Gotthilf Lorch war damals nicht im Wald. Er argumentierte vor dem Lüneburger Landgericht, er habe mit seinem Namen lediglich seine Solidarität zum Ausdruck bringen wollen. Zu einer Straftat habe er niemanden aufgerufen.

Das sah das Gericht anders und verhängte eine Geldstrafe von 15 Tagessätzen à 25 Euro. Gegenüber der taz sagte der zuständige Richter, er habe bei der Abwägung wohlwollend berücksichtigt, dass es sich in der Sache inhaltlich „um ein nachvollziehbares, zu billigendes gesellschaftliches Gesamtanliegen“ gehandelt habe. Darüber dürfen sich die Schottererfreunde nun freuen.
.....
**Aufgaben**
- A) Aktualisiere bitte im Bericht über das Verfahren gegen Gotthilf Lorch den Abschnitt von „Gotthilf Lorch war“ bis einschließlich „er niemanden aufgerufen.“ und gib ihn dabei wieder, wobei „Lüneburger Landgericht“ durch „Lüneburger Amtsgericht“ ersetzt wird.
- B) Zu welcher Geldstrafe verurteilte das Gericht laut dem Bericht über das Verfahren gegen Gotthilf Lorch?
.....
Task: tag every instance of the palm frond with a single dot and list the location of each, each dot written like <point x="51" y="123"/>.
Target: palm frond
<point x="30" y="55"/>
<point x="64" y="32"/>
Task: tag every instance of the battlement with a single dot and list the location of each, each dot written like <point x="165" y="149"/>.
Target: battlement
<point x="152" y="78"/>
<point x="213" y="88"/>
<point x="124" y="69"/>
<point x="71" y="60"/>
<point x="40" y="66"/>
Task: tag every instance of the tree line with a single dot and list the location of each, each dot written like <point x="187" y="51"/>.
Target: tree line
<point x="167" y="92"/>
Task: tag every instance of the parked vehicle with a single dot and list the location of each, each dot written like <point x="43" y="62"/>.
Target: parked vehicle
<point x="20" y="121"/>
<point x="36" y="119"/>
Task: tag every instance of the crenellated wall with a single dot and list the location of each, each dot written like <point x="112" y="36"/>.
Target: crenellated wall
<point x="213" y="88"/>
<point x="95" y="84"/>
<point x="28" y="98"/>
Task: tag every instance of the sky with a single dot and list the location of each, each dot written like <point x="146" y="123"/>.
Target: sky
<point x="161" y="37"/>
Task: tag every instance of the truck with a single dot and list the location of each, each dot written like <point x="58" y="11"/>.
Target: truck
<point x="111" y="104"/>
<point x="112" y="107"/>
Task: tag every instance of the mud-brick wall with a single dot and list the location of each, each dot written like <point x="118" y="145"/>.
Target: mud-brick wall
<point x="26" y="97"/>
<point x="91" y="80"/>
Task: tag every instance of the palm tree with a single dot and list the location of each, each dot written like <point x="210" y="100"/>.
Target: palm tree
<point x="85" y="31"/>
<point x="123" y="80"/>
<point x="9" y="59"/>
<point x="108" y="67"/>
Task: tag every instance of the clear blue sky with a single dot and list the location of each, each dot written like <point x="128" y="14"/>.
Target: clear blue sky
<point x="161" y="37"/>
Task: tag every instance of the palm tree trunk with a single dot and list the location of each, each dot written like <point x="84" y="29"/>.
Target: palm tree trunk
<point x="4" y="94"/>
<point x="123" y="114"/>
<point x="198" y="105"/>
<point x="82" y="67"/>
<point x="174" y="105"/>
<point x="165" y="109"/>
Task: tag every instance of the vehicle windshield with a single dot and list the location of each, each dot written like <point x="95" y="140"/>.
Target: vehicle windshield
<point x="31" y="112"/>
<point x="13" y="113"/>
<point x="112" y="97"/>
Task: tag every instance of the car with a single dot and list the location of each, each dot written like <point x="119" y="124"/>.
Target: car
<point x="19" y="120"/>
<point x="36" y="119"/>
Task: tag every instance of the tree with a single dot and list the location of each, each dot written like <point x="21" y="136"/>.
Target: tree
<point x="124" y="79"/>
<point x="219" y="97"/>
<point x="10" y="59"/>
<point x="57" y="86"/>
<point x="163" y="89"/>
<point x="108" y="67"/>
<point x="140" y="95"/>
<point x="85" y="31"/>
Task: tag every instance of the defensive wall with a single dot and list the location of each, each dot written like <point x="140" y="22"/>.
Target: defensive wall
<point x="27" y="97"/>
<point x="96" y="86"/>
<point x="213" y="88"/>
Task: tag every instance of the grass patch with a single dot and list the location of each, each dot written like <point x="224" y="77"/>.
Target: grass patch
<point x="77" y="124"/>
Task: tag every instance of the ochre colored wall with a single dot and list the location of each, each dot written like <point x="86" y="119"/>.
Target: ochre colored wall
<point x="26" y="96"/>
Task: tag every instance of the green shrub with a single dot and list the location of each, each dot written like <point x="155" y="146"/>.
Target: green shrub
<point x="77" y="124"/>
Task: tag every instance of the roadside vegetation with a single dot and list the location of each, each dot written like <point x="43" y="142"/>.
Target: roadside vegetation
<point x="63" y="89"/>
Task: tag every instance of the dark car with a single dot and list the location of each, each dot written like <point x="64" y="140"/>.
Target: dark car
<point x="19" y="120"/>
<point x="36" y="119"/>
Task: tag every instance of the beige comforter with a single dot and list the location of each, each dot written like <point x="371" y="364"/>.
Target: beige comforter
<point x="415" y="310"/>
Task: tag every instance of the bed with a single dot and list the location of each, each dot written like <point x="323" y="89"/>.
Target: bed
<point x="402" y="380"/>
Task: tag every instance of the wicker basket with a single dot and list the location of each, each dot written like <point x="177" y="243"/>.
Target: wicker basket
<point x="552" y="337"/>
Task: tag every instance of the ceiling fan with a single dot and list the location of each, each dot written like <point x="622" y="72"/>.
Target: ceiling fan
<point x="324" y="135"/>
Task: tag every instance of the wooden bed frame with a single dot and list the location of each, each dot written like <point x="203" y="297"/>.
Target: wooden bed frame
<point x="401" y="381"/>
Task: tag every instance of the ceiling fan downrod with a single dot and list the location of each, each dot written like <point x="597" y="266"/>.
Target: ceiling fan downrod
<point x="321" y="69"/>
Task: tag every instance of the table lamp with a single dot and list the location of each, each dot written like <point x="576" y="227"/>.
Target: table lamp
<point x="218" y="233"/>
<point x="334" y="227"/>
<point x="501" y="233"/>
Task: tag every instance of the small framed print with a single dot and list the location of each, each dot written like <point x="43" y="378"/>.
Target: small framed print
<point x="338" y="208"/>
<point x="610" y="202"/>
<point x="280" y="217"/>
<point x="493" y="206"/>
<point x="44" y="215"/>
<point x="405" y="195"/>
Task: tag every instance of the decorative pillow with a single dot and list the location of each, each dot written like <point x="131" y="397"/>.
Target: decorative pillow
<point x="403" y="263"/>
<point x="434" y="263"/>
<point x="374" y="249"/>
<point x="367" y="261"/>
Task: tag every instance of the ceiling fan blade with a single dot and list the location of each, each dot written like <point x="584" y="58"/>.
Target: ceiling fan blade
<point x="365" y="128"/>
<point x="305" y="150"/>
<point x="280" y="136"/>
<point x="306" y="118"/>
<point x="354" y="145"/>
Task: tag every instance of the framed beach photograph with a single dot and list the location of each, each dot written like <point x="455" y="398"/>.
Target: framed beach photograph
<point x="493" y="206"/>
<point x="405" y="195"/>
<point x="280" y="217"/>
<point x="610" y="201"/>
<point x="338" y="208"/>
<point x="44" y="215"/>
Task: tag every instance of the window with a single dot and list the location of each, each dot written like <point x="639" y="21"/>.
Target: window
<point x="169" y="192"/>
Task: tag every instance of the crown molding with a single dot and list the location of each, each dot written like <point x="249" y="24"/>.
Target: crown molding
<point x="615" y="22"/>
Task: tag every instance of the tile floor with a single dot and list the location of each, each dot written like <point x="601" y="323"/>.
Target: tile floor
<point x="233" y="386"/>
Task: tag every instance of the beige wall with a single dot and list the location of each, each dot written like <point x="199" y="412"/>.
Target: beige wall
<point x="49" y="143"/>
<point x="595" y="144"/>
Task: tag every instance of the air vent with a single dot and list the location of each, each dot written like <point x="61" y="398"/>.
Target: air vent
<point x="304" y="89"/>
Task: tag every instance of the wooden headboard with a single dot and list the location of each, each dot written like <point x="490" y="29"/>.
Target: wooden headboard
.....
**Antworten pro Aufgabe**
- A)
Gotthilf Lorch war damals nicht im Wald. Er argumentierte vor dem Lüneburger Amtsgericht, er habe mit seinem Namen lediglich seine Solidarität zum Ausdruck bringen wollen. Zu einer Straftat habe er niemanden aufgerufen.

- B) Zu 15 Tagessätzen à 25 Euro.